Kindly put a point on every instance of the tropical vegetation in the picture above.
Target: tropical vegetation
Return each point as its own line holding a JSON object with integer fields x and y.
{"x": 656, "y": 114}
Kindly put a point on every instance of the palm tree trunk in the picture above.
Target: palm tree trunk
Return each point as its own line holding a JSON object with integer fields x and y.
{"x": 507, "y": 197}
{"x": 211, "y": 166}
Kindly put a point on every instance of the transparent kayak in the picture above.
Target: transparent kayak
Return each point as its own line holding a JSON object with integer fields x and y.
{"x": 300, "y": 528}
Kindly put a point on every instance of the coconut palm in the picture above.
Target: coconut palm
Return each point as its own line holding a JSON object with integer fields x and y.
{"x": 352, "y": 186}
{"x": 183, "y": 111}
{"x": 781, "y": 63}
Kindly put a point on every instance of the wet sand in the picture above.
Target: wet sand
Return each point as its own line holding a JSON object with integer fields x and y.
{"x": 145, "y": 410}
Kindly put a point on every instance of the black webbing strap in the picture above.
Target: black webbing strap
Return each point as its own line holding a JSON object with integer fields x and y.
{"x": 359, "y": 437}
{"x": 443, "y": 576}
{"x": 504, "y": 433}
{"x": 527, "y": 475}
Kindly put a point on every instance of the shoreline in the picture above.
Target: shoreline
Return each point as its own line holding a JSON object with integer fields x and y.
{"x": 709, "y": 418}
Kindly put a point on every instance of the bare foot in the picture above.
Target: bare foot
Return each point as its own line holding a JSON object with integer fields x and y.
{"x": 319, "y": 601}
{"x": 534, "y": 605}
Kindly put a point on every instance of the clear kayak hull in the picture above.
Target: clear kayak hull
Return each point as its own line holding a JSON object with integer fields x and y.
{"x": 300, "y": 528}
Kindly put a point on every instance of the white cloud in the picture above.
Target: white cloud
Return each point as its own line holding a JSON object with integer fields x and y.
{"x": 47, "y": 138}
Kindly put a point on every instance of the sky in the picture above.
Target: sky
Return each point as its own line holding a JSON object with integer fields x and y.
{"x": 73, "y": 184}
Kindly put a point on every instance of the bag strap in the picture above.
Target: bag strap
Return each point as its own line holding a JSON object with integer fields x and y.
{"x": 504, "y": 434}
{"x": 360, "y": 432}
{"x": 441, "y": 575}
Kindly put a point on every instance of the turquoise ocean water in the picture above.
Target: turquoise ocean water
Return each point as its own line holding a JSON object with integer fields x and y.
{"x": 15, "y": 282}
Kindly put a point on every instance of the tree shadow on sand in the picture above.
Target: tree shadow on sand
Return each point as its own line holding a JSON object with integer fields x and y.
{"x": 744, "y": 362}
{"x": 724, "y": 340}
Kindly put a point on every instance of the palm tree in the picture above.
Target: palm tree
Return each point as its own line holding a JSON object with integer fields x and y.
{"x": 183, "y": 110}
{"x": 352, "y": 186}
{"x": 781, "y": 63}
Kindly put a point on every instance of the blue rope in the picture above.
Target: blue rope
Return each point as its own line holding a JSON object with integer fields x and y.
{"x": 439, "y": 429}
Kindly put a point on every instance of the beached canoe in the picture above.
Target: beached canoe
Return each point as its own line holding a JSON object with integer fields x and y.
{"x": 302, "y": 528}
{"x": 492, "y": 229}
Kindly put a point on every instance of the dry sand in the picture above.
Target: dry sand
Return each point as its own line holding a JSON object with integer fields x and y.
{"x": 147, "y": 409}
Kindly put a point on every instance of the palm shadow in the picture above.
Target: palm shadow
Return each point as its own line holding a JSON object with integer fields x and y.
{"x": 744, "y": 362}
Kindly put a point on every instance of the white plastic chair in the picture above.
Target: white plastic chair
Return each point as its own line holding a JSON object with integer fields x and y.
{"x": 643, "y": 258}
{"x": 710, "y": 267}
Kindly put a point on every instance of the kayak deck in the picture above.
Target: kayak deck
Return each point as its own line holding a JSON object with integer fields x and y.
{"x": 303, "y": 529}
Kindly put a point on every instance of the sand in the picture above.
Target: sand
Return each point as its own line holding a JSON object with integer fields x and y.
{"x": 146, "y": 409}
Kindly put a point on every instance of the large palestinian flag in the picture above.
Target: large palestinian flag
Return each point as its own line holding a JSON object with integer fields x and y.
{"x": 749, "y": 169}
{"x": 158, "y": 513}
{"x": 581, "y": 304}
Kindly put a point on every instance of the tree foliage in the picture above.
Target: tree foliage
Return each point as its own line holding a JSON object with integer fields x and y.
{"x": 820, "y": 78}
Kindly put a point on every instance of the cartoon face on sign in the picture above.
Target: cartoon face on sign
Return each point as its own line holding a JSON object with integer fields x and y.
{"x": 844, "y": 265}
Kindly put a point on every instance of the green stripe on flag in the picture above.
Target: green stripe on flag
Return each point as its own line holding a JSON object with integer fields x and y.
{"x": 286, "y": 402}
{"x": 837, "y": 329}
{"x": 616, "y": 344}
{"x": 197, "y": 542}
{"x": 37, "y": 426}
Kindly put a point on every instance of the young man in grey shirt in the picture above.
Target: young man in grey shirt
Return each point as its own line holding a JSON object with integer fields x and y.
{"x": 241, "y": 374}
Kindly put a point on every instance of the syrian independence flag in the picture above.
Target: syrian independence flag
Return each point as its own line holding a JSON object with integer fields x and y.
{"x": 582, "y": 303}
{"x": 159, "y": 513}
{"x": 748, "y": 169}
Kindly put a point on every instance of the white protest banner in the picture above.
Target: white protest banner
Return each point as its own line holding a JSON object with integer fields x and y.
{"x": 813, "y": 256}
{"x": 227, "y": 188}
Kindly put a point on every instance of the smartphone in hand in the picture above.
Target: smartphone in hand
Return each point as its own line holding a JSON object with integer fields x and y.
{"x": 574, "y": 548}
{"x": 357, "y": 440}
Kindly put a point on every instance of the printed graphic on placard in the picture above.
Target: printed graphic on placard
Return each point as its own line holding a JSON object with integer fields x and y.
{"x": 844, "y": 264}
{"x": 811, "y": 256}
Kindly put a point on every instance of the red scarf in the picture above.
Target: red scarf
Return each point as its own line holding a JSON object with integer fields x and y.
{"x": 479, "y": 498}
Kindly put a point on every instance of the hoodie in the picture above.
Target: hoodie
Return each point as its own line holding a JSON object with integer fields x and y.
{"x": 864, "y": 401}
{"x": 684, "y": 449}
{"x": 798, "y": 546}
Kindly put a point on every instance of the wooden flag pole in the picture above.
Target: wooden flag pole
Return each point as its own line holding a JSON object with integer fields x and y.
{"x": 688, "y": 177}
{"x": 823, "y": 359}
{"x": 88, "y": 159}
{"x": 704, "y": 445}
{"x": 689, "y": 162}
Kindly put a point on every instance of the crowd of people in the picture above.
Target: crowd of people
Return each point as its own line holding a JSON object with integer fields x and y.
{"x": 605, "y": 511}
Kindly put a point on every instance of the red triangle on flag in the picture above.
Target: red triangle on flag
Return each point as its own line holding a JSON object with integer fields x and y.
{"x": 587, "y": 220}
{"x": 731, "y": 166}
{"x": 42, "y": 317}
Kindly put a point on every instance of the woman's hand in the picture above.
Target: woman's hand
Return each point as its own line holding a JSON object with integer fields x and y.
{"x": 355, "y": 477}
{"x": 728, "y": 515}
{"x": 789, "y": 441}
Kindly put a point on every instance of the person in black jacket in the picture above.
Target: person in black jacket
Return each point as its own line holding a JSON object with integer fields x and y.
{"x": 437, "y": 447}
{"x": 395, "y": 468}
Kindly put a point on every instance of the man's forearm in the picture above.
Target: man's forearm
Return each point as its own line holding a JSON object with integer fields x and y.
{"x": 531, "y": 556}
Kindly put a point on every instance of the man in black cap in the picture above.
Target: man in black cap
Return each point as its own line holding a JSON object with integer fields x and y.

--

◆ **AIM OF THE TASK**: Copy all of the records above line for line, without changing any character.

◆ **SOLUTION TO THE EXERCISE**:
Kindly put a point on every instance of the tropical vegetation in the picture above.
Target: tropical vegetation
Return each point as its own line holding a JSON object with integer fields x and y.
{"x": 656, "y": 114}
Kindly put a point on every instance of the palm tree trunk in the picture above.
Target: palm tree trunk
Return each point as its own line holding a JSON object with integer fields x and y.
{"x": 507, "y": 197}
{"x": 211, "y": 166}
Kindly put a point on every instance of the transparent kayak in the picture above.
Target: transparent kayak
Return each point as its own line holding a JSON object with integer fields x and y.
{"x": 300, "y": 528}
Kindly put a point on every instance of the coconut palm in the picture above.
Target: coconut palm
Return each point as its own line holding a JSON object with integer fields x and y.
{"x": 352, "y": 186}
{"x": 183, "y": 111}
{"x": 781, "y": 63}
Kindly put a point on every instance of the wet sand in the picture above.
Target: wet sand
Return each point as its own line holding a JSON object with integer fields x and y.
{"x": 145, "y": 410}
Kindly put a point on every instance of the black webbing strap in the picture above.
Target: black webbing strap
Return each point as its own line holding a JSON object with integer fields x and y.
{"x": 359, "y": 437}
{"x": 443, "y": 576}
{"x": 504, "y": 433}
{"x": 527, "y": 475}
Kindly put a point on every instance of the shoreline in the picture above.
Target: shoreline
Return each point as its own line holding a JSON object with integer fields x and y.
{"x": 709, "y": 418}
Kindly put a point on every instance of the bare foot in the picture above.
Target: bare foot
Return each point as its own line holding a JSON object with integer fields x and y.
{"x": 319, "y": 601}
{"x": 534, "y": 605}
Kindly put a point on every instance of the clear kayak hull in the picture above.
Target: clear kayak hull
Return each point as its own line holding a JSON object with integer fields x and y.
{"x": 300, "y": 528}
Kindly put a point on every instance of the white cloud in the picture above.
Target: white cloud
Return each point as its own line holding a JSON object with integer fields x and y.
{"x": 47, "y": 138}
Kindly put a point on every instance of the sky in the picture above.
Target: sky
Return each point as its own line holding a JSON object with integer fields x and y.
{"x": 73, "y": 184}
Kindly put a point on every instance of the bag strap in the picture above.
Target: bag strap
Return each point as its own line holding a JSON object with integer fields x and y.
{"x": 504, "y": 434}
{"x": 360, "y": 432}
{"x": 441, "y": 575}
Kindly put a point on every instance of the turquoise ocean water in the picture above.
Target: turquoise ocean water
Return each point as its own line holding a JSON object with integer fields x and y.
{"x": 15, "y": 282}
Kindly put a point on every instance of the tree shadow on sand in the picture above.
Target: tree shadow on sand
Return each point as its own line holding a JSON object with integer fields x and y.
{"x": 744, "y": 362}
{"x": 724, "y": 340}
Kindly put a point on every instance of the palm tree in the picture above.
Target: palm tree
Return each point as its own line holding a JSON object with integer fields x and y.
{"x": 183, "y": 110}
{"x": 352, "y": 186}
{"x": 781, "y": 63}
Kindly put a point on every instance of the blue rope in the picture above.
Target: blue rope
Return each point as its own line holding a JSON object with integer fields x and y.
{"x": 439, "y": 429}
Kindly put a point on every instance of the beached canoe in the picture above.
Target: beached canoe
Return each point as its own line holding a JSON object with integer fields x and y.
{"x": 302, "y": 528}
{"x": 492, "y": 229}
Kindly put a point on every instance of the dry sand in the picture above.
Target: dry sand
Return each point as its own line holding a JSON object with integer fields x and y.
{"x": 147, "y": 409}
Kindly put a point on every instance of the palm shadow in the picture above.
Target: palm shadow
Return each point as its own line holding a JSON object with integer fields x and y.
{"x": 744, "y": 362}
Kindly put a point on every instance of the white plastic chair in the picture above.
Target: white plastic chair
Return each point as its own line holding a JSON object with integer fields x and y.
{"x": 643, "y": 258}
{"x": 710, "y": 267}
Kindly put a point on every instance of the kayak deck in the picture above.
Target: kayak deck
Return each point as its own line holding a JSON object with integer fields x and y.
{"x": 303, "y": 529}
Kindly put a point on every instance of the sand in the picture above.
Target: sand
Return each point as its own line holding a JSON object with integer fields x and y.
{"x": 146, "y": 409}
Kindly put a point on every instance of the large palestinian flag in the picture above.
Target: large palestinian flag
Return each point as its own line holding a JSON object with integer fields x and y.
{"x": 749, "y": 169}
{"x": 158, "y": 513}
{"x": 581, "y": 304}
Kindly put a point on every instance of the tree foliage in the picture above.
Target: tree foliage
Return each point as its own line holding a JSON object with integer fields x and y.
{"x": 820, "y": 78}
Kindly put a point on every instance of the cartoon face on sign in the picture above.
Target: cartoon face on sign
Return each point as its own line holding a JSON object with integer fields x and y.
{"x": 844, "y": 265}
Kindly put a point on every instance of the green stripe on flag in the picture above.
Target: green stripe on flag
Return each point as its own line holding a JSON object with integer fields x and y.
{"x": 286, "y": 402}
{"x": 837, "y": 329}
{"x": 616, "y": 344}
{"x": 197, "y": 542}
{"x": 37, "y": 426}
Kindly put a point on every instance of the young man in grey shirt in the picture above.
Target: young man in grey shirt
Return each point as its own line holding a JSON object with integer fields x and y.
{"x": 241, "y": 374}
Kindly put a point on every instance of the syrian independence flag in the picture above.
Target: syrian independence flag
Return each point as its own line holding a JSON object with integer fields x and y.
{"x": 582, "y": 303}
{"x": 159, "y": 513}
{"x": 748, "y": 169}
Kindly put a point on every instance of the white protest banner in the picture above.
Target: white protest banner
Return each point as its own line holding a JSON object with integer fields x and y.
{"x": 813, "y": 256}
{"x": 227, "y": 188}
Kindly put a point on every instance of the smartphone in hand in the picture above.
Target: smartphone in hand
Return each point as its own line holding a JSON object with integer fields x and y.
{"x": 574, "y": 548}
{"x": 357, "y": 440}
Kindly put a point on every instance of the printed graphic on placard in the picture above.
Target: printed graphic on placard
Return each point as its own line holding a JSON object with integer fields x and y.
{"x": 844, "y": 264}
{"x": 811, "y": 256}
Kindly put a point on every instance of the red scarf in the picture above.
Target: red scarf
Return each point as its own line holding a JSON object with integer fields x and y.
{"x": 479, "y": 498}
Kindly put a point on every instance of the hoodie in the picture above.
Target: hoodie
Return each point as its own line holding a JSON object with integer fields x and y.
{"x": 864, "y": 401}
{"x": 684, "y": 449}
{"x": 798, "y": 546}
Kindly put a point on every instance of the wooden flag pole in the picture above.
Target: wooden flag pole
Return each point as its own line holding a JSON object with integer fields x and y.
{"x": 688, "y": 177}
{"x": 823, "y": 359}
{"x": 88, "y": 159}
{"x": 704, "y": 445}
{"x": 689, "y": 162}
Kindly put a point on every instance of the crowd of people in the picture above.
Target: crowd of people
Return each point as its own line holding a JSON object with integer fields x and y.
{"x": 605, "y": 511}
Kindly put a point on every instance of the red triangle on flag in the picture above.
Target: red triangle on flag
Return each point as its own line holding a JSON object with integer fields x and y.
{"x": 587, "y": 220}
{"x": 731, "y": 166}
{"x": 42, "y": 317}
Kindly put a point on every instance of the woman's hand in the picture above.
Target: woman's hand
Return each point as its own line holding a JSON object with integer fields x and y.
{"x": 355, "y": 477}
{"x": 728, "y": 515}
{"x": 789, "y": 441}
Kindly put a point on every instance of the person in black jacket in the picture above.
Target: person in black jacket
Return each point as its own line holding a JSON object with integer fields x and y.
{"x": 437, "y": 447}
{"x": 395, "y": 468}
Kindly put a point on every instance of the man's forearm in the picture above.
Target: man's forearm
Return each point as its own line holding a JSON object with integer fields x and y.
{"x": 531, "y": 556}
Kindly put a point on every instance of the man in black cap in the picture above.
Target: man in black cap
Return each point as its own line holding a JSON object with integer fields x and y.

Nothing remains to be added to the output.